▸ **JOB**
Continue the account of the Java class-file obfuscation pipeline from the point at which it stops.

▸ **EXTRACT**
==============================
First the Stratego program class2aterm is mapped over each class-file, so each binary class-file is parsed into the aterm format. Each jump in the Java byte-code is absolute, class2aterm translates these jumps into relative jumps, but the transformations applied by the obfuscator needs labeled jumps. Hence we map the Stratego program relative2 label over each file which replaces each relative jump with a labeled jump. Next we read each class-files and apply the obfuscating transformations. After the transformations each class-file is written to the hard disk, and then the labeled jumps are replaced by relative ones with the label2relative. Finally the different aterms are transformed to binary class-files with aterm2class. The Stratego programs class2aterm and aterm2class are part of The Dryad Front,available on www.strategoxt.org.
==============================
▸ **PROVIDED MATERIAL**

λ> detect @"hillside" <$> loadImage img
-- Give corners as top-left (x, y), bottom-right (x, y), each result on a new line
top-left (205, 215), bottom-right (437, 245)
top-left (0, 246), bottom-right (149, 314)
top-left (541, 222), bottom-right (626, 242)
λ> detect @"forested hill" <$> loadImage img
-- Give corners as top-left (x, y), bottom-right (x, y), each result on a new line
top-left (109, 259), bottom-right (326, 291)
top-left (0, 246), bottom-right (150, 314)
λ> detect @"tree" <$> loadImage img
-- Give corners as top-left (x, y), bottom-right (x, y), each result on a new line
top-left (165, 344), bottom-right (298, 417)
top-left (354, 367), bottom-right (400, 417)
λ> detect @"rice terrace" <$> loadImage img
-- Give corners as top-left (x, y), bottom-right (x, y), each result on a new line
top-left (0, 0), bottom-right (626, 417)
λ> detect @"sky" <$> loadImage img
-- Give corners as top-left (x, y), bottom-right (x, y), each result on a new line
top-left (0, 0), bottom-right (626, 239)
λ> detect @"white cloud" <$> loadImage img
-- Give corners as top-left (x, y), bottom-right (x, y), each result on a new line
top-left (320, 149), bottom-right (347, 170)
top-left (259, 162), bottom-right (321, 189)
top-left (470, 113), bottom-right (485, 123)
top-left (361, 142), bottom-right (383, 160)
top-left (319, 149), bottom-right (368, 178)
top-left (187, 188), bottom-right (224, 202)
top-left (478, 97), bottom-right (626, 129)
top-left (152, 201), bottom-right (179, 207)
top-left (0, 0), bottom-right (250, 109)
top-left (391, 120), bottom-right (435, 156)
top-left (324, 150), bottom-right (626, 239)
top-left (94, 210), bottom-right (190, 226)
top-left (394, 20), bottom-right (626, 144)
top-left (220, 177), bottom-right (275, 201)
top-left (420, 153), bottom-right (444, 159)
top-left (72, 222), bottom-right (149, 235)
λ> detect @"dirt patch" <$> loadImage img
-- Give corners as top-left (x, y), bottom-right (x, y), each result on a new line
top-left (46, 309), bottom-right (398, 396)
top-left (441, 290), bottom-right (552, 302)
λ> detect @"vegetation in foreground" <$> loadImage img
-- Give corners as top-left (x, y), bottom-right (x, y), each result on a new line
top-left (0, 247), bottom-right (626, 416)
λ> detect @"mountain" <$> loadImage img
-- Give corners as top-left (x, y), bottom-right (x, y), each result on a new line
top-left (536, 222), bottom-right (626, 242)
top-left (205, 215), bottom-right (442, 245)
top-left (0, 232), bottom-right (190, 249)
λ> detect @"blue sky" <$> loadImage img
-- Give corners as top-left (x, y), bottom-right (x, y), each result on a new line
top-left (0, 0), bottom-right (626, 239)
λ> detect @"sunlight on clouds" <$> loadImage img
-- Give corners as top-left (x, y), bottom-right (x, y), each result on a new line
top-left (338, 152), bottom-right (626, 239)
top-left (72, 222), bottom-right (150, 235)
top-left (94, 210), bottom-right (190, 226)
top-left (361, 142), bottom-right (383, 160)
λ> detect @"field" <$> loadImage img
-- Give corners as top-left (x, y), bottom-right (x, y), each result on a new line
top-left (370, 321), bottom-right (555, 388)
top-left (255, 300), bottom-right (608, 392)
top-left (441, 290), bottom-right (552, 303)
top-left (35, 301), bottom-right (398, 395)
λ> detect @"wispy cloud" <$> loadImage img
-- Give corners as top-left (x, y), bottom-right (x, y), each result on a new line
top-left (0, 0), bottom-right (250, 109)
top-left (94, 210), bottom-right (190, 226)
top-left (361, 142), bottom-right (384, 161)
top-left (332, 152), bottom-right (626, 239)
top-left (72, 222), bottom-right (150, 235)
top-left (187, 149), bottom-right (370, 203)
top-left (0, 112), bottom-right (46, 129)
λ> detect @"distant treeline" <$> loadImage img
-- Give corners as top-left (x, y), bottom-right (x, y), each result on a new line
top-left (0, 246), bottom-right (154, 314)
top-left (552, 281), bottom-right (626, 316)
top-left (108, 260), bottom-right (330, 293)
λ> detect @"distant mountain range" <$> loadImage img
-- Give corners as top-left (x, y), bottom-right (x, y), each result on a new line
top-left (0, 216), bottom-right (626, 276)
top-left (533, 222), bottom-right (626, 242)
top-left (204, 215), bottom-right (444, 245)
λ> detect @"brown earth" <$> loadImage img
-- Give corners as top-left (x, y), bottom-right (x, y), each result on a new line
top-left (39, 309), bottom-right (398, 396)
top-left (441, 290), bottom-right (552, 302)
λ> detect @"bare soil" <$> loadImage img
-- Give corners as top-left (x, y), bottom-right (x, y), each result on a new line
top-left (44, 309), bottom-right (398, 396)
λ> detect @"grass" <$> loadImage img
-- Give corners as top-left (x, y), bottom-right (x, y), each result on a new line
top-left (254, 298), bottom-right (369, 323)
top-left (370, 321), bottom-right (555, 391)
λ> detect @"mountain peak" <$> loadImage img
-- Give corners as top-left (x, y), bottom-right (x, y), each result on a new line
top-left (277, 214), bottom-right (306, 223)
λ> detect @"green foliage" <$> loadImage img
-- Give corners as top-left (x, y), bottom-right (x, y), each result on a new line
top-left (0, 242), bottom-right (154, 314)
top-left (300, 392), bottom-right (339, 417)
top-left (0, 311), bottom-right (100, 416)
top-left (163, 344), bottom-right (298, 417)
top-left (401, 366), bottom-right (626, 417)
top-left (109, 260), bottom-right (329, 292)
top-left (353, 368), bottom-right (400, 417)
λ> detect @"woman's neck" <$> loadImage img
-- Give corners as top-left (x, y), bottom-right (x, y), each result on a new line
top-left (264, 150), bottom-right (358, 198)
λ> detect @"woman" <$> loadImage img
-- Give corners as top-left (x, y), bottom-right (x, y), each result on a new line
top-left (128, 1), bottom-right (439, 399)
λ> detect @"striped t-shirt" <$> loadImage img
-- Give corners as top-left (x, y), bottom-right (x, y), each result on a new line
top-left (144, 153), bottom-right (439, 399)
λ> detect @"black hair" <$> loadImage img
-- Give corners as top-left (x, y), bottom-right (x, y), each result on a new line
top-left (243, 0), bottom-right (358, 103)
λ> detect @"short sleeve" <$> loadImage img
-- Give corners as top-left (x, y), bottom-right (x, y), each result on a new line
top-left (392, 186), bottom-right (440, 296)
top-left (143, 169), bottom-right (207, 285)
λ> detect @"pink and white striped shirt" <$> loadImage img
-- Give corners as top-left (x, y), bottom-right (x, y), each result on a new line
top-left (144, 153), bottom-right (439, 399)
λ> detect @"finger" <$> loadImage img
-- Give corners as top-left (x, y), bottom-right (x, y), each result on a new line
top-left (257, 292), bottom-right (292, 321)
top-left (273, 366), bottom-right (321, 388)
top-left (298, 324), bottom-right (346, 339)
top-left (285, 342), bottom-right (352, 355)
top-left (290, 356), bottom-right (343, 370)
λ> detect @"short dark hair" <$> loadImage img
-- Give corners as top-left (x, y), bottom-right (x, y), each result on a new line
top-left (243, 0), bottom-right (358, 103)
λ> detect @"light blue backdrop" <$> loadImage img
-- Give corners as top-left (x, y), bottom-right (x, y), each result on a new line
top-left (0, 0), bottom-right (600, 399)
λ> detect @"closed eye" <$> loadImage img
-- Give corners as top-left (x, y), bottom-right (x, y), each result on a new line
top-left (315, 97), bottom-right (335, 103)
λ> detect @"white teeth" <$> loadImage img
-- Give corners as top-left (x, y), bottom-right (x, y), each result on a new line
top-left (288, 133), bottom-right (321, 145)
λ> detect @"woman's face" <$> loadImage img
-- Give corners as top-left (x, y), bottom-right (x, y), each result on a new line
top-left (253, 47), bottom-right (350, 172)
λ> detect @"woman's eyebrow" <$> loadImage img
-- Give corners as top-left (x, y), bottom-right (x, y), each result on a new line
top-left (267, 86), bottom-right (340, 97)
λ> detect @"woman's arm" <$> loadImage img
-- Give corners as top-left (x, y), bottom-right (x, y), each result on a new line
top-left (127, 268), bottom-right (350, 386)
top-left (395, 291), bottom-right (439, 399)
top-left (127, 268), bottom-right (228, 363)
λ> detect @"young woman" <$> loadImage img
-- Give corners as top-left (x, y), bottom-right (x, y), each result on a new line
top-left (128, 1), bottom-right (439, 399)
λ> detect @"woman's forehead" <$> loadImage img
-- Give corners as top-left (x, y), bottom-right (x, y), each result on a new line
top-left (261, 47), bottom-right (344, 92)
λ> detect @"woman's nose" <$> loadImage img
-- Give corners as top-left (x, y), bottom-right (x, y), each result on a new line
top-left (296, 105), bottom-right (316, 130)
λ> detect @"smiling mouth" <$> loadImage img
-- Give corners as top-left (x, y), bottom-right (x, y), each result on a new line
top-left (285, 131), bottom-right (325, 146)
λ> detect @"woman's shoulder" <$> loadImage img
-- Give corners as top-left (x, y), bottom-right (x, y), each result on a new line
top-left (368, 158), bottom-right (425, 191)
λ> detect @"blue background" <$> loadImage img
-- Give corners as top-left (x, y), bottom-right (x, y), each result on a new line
==============================
▸ **WRITTEN RESPONSE**
Layout obfuscations

Some layout information, such as line-numbers, comments and local-variable names are already thrown away by the java-compiler or are only meta-data in the class-file for debugging purposes. Obfuscating this information is very trivial and can be achieved by just removing this meta-information. But global-variable- and method-names are part of the byte-code instructions and renaming those must be done very carefully.

Global-variable renaming

Global-variables in Java are called Fields in byte-code, so we use the name Field for a global-variable and FieldRef for the use of a global-variable in the rest of this chapter. Global variable renaming is easy, if you encounter a Field, just rename it and define a new dynamic rule [1] to rename all FieldRefs of the current class and all it’s subclasses.But this is to straight-forward because if there is a Field which shadows another Field, two rewrite rules are generated for the FieldRefs, one defined in some parent-class and one in the current class. The simple solution is that if you encounter a Field, first check if there exists a rewrite rule for a Field with the same name, if true use the same new-name,if not generate a new rewrite rule. But if the obfuscator behaves like this shadowing information is still present in the obfuscated code, so this obfuscator only generates rename-rules for sub-classes which doesn’t shadow the current Field. The Stratego-code
which achieves this is displayed below.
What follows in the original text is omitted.